- **AIM OF THE TASK**
The answer required is how many lines of the following entries contain the word "marker", with no other words.

- **AVAILABLE RECORDS**
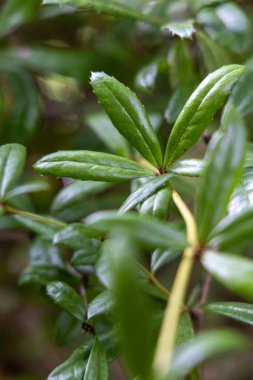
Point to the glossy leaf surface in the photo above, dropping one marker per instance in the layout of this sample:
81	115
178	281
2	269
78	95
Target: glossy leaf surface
200	109
12	161
127	115
239	311
67	298
234	272
224	161
87	165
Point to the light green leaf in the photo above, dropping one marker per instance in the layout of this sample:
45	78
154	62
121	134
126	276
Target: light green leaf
199	110
110	7
234	272
144	192
183	29
87	165
127	115
223	168
239	311
73	368
15	13
233	230
104	129
190	168
32	187
214	55
228	24
12	161
148	231
67	298
70	203
97	368
23	120
205	346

- **REPLY TO THE EXERCISE**
2